Point-per-instance localization data
# # # # # # #
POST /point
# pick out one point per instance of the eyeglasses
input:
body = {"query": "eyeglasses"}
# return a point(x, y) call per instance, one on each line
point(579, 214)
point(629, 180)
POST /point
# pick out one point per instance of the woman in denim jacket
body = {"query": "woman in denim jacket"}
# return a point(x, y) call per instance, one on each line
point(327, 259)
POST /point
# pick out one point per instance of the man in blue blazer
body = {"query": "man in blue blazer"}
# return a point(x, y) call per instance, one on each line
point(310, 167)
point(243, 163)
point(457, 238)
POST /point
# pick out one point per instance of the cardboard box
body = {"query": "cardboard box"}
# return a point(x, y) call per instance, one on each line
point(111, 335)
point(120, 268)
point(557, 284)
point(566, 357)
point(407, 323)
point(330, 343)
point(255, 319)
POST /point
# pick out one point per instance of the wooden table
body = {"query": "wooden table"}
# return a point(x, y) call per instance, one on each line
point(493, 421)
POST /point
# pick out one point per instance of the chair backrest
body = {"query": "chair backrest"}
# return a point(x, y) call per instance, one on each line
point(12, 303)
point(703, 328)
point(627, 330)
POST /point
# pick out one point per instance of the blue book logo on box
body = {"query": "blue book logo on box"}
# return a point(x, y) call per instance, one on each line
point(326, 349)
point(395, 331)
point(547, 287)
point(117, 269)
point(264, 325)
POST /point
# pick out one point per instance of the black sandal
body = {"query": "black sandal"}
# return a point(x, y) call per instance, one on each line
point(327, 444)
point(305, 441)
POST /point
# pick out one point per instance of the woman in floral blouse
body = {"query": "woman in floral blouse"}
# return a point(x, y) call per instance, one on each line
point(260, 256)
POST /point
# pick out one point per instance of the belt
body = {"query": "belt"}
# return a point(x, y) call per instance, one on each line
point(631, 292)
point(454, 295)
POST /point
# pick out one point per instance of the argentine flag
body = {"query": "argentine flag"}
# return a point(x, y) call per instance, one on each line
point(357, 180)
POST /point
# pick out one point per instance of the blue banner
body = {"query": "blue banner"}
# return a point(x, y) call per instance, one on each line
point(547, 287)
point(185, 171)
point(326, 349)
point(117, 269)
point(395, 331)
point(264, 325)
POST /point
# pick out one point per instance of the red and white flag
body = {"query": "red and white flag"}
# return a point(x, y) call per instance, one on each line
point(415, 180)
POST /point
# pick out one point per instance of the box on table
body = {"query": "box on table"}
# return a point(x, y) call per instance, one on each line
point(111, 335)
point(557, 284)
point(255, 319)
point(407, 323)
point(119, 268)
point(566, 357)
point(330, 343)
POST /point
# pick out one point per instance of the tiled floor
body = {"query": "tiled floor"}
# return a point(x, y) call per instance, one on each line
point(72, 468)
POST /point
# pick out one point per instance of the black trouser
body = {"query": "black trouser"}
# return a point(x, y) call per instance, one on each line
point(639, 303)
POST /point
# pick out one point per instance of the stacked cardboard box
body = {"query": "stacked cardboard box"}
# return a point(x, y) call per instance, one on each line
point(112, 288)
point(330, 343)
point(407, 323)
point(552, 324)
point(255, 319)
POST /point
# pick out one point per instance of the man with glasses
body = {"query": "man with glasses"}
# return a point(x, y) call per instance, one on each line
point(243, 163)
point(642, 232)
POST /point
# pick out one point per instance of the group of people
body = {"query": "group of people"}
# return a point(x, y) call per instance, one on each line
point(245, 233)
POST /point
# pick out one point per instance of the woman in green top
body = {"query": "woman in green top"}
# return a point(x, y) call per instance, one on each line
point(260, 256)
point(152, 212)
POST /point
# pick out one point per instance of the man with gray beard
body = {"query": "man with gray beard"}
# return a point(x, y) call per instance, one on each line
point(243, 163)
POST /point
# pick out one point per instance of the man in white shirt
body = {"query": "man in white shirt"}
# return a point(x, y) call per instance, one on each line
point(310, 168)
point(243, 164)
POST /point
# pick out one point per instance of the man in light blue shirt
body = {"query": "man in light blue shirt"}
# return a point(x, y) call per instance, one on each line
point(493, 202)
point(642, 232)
# # # # # # #
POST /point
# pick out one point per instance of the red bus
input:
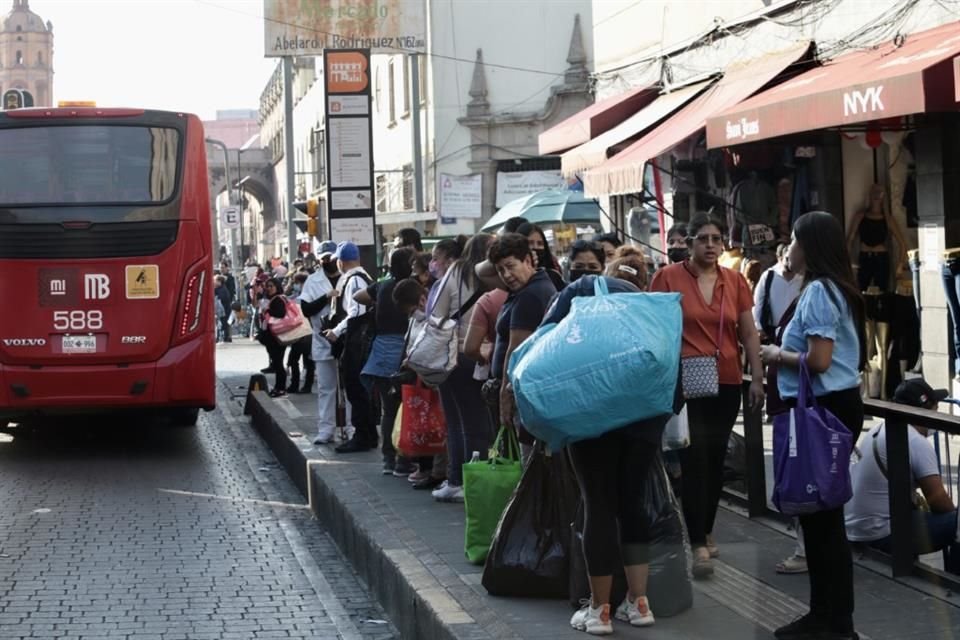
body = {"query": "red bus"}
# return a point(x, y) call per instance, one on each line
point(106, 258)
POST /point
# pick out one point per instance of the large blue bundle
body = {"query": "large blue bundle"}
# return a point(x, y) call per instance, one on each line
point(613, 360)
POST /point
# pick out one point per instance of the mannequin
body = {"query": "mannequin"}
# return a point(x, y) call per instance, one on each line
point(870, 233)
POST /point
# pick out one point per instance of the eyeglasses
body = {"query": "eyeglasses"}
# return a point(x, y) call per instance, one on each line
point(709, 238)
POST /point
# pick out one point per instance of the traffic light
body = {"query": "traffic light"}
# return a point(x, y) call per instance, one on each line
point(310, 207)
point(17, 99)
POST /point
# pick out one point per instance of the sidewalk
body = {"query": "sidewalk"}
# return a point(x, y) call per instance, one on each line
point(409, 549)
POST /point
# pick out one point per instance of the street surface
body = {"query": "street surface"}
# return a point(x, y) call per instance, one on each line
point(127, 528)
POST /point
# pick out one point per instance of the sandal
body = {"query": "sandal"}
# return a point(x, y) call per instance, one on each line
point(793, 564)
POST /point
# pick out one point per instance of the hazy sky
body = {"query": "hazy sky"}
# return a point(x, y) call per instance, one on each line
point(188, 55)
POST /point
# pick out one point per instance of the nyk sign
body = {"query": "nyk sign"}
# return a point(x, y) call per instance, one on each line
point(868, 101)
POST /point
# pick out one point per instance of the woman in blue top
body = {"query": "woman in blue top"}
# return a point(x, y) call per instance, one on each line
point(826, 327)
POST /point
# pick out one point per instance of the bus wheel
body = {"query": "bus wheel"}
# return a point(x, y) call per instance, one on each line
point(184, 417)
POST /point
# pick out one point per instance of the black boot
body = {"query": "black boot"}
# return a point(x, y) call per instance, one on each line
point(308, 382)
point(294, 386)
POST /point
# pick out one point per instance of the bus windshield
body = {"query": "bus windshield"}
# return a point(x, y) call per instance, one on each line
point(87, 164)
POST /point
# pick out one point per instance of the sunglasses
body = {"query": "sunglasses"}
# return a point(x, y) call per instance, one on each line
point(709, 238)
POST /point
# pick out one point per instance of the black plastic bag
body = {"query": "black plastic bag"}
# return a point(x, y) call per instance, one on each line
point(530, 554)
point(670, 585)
# # # # # # #
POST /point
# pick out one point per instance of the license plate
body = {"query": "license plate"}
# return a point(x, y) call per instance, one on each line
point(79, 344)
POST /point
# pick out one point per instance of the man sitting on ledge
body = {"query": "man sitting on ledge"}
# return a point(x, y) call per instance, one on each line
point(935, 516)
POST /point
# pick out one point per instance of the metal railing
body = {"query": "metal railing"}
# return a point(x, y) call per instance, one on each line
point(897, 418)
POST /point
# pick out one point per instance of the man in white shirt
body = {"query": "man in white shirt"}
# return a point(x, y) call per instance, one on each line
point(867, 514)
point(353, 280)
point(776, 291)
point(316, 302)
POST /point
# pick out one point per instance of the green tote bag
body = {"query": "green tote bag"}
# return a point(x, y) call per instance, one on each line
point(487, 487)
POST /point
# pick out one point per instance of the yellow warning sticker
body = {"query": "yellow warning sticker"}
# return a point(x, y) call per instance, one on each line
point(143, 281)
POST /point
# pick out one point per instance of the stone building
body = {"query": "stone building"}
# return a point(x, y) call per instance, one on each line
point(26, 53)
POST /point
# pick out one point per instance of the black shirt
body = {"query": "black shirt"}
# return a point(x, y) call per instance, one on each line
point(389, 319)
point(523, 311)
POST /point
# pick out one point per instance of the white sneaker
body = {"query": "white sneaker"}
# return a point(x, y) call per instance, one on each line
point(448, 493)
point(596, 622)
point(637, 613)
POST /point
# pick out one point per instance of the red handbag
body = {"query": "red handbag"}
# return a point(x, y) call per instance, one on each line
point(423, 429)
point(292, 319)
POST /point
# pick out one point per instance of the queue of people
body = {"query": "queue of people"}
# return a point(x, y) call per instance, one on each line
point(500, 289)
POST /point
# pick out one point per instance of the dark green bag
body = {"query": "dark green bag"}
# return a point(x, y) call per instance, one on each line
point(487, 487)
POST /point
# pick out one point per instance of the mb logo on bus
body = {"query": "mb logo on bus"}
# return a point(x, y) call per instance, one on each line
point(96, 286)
# # # # # # #
▶ [EXERCISE REQUIREMENTS]:
Search the data above for the string "sign" and report each line that holds it.

▶ [REPLY]:
# pick out one point per instance of the nyk sign
body = {"query": "nyk sign"}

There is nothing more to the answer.